• **Provided passage**
John Force: New sponsor, car, crew chief in 2015 — ‘We’ll be a contender, I give you my word on that’

His car says PEAK and Chevrolet now, but that’s still John Force behind the wheel as he prepares for the 2015 NHRA season. (Photo courtesy John Force Racing)

You’ve heard the old baseball axiom about you can’t tell the players without a scorecard?

Well, that’s kind of how it’s going to be for many fans of 16-time NHRA Funny Car champ John Force in 2015, at least early on in the season.

For the first time in 30 years, Force will not be carrying the green, silver and white Castrol Oil banner on the side of his Funny Car.

Instead, for most of this year’s 24 NHRA national events, Force will be behind the wheel of a car carrying the bright blue banner of PEAK Anti-Freeze and lubricants.

But wait, there’s more changes in the Force camp.

For the first time in nearly 20 years, Force will be driving a Chevrolet Camaro body instead of a Ford Mustang body.

Thankfully, Force himself hasn’t changed. He’s still one of the most colorful, charismatic and fan-friendly drivers not only in the sport, but in all forms of sport.

“We’re in a tough economy, but corporate America, the world is out there starting to realize let’s rebuild America, and John Force, I’m going to help rebuild drag racing,” Force said in a recent NHRA teleconference. “I think we have a great product in NHRA. I think the leaders at the top are trying to get us to build this sport to the next level. We’ve got a lot of work, all of us to do, and if we work together, we’ll get there.

“I think Pomona (the season-opening Winternationals this weekend in Pomona, Calif.) is going to be a home run. I know how the fans are reacting to me coming back in the Chevrolet, and with PEAK Antifreeze, so bring it on. Bring on Hagan (defending Funny Car champ Matt Hagan). I’m ready for you, kid.”

• **Tasks for this exercise**
(a) Answer these questions using the John Force article:
(i) How many NHRA national events are there this year?
(ii) For how many years had Force carried the Castrol Oil banner?
(iii) Who is the defending Funny Car champ?
(b) Does each statement agree with the John Force article? Answer yes or no and quote the deciding words.
(i) Force will drive a Ford Mustang body in 2015.
(ii) Force has won the NHRA Funny Car championship 16 times.
(iii) The season opens in Pomona.
(c) Which colors does the John Force article name? List every one.

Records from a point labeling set
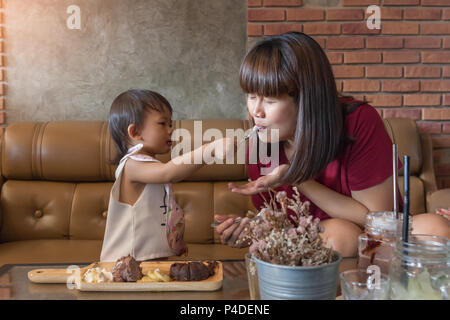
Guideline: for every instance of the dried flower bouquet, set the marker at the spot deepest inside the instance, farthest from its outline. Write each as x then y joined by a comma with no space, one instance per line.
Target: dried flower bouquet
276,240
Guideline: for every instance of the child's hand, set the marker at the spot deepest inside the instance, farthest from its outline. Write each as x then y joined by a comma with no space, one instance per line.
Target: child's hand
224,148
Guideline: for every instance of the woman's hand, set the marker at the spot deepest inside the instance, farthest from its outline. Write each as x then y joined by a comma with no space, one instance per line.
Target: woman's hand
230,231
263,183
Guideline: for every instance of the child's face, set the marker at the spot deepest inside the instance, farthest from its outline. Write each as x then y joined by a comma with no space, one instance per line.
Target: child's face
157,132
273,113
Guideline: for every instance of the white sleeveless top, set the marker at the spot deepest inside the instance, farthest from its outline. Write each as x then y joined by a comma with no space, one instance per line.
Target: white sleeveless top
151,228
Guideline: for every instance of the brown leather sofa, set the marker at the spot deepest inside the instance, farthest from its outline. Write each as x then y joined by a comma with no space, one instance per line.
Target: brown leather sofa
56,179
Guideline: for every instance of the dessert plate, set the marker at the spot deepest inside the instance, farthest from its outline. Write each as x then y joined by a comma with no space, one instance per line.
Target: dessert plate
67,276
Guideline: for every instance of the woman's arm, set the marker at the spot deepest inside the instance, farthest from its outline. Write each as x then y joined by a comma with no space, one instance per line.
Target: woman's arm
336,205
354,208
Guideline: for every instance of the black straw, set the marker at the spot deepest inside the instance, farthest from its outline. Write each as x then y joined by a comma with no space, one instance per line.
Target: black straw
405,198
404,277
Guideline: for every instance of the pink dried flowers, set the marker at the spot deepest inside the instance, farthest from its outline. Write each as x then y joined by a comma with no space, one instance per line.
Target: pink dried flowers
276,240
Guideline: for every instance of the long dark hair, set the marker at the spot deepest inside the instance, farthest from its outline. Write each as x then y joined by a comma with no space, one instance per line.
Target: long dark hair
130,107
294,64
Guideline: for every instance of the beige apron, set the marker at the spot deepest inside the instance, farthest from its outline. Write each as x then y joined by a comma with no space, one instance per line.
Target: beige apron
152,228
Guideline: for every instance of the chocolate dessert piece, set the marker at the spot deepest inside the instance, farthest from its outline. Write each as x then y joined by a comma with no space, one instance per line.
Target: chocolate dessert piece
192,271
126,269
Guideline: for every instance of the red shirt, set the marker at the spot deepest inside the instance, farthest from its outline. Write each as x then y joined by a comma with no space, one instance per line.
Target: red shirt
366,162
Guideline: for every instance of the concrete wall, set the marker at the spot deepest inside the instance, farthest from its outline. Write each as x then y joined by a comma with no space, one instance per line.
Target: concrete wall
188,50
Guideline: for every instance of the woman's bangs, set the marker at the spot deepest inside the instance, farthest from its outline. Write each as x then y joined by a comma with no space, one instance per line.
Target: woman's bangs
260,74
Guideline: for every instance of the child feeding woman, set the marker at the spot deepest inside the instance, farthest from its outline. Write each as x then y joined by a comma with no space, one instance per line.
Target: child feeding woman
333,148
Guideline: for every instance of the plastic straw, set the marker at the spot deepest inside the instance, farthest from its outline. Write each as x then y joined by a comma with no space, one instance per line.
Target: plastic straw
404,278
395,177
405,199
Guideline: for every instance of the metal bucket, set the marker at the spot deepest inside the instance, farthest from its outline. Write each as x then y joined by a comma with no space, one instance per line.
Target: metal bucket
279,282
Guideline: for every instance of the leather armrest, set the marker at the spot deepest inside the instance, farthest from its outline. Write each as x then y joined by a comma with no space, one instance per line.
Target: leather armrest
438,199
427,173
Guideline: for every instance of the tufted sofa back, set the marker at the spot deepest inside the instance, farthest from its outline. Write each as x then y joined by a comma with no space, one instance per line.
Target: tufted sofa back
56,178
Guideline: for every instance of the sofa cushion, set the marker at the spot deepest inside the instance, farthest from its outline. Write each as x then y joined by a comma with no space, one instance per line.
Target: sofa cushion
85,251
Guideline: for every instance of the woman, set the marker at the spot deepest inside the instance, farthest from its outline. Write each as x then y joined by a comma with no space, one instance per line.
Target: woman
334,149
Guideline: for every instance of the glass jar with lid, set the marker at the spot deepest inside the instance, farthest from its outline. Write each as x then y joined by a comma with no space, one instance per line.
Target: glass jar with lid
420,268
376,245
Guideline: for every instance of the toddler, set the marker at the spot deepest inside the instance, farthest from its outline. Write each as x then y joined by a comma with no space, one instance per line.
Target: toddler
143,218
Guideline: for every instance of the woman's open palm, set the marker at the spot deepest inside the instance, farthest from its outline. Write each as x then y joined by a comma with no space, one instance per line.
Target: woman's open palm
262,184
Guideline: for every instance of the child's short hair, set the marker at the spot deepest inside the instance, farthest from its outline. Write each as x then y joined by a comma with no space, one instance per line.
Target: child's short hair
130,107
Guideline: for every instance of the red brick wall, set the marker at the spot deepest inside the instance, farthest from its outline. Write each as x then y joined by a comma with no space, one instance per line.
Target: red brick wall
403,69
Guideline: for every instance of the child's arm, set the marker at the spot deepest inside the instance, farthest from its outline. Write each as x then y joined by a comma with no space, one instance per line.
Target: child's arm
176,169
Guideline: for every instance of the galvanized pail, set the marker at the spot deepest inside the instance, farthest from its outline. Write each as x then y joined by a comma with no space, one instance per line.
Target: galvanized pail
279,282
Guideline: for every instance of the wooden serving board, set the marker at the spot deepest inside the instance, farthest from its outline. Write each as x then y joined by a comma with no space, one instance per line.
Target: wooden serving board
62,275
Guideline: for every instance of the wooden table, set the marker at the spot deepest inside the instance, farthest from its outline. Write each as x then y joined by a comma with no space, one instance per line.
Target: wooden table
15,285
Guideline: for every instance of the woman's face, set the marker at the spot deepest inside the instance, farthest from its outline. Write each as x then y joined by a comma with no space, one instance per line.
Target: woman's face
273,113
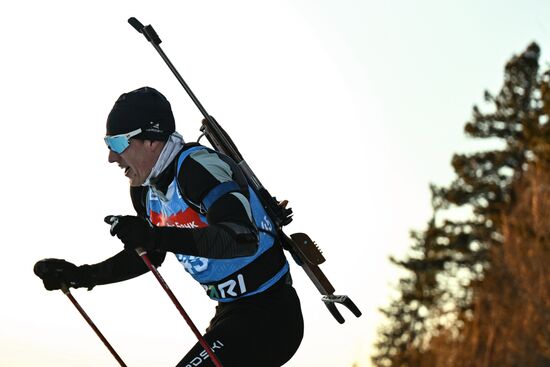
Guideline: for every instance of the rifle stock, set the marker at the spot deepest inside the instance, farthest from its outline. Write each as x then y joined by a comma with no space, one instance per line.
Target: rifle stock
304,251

• **Solutions**
(a)
(i) 24
(ii) 30 years
(iii) Matt Hagan

(b)
(i) No: "Force will be driving a Chevrolet Camaro body instead of a Ford Mustang body."
(ii) Yes: "16-time NHRA Funny Car champ John Force"
(iii) Yes: "the season-opening Winternationals this weekend in Pomona, Calif."

(c) green, silver, white, bright blue